Reproduce every line, requests included, starting at the line that contains "Could you kindly annotate the finger" and continuing through the end of the rows. Multiply each x and y coordinate in the answers by 2.45 and round it to a whole number, with halves rounded up. Return only these lines.

>>>>

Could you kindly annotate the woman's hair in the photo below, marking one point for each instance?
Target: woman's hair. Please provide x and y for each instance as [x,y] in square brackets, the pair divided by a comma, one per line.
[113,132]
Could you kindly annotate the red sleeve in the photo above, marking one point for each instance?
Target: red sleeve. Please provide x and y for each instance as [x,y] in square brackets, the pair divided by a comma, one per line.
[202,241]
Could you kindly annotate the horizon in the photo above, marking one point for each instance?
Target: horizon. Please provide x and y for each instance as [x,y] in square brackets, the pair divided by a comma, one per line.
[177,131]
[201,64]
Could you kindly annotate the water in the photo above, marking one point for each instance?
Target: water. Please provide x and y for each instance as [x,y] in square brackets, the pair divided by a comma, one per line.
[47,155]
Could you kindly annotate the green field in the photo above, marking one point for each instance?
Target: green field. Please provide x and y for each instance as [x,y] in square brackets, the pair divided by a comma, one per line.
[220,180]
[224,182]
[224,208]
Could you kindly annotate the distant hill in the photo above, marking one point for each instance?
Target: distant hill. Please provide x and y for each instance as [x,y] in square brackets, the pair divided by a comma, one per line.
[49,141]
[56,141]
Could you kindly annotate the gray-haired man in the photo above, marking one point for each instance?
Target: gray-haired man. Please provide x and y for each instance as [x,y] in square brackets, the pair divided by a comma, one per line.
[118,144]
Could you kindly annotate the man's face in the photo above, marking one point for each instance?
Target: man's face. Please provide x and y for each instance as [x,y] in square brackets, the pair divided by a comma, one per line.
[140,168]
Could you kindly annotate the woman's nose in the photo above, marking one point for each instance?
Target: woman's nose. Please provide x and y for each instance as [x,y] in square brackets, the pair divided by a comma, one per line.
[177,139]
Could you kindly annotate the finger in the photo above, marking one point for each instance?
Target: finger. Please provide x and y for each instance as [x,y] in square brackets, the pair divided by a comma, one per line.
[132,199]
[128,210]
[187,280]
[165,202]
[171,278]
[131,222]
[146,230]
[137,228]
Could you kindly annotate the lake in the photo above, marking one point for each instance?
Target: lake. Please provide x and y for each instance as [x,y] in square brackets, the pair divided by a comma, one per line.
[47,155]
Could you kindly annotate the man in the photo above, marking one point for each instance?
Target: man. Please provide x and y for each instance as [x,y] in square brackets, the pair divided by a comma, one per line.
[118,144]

<<<<

> _Answer to this task_
Could you kindly annotate the finger in the photo above, marking one point for each instance?
Target: finger. Please provide x and y for each instance as [x,y] in square brackets, the pair divided by a comma, one per line.
[323,488]
[314,515]
[458,686]
[404,495]
[419,681]
[321,544]
[358,564]
[336,559]
Could you kindly annotate the lake in the photo above, marking one point for each instance?
Target: lake. Please provide x and y for each instance as [x,y] in square brackets, the pair divided by a comma, one per line.
[115,380]
Could you kindly annotate the man in the photo above, marking one point for each instance?
Target: man. Please provide x and y for each instance as [x,y] in square brackets, the pair divided by a comma, one per line.
[289,353]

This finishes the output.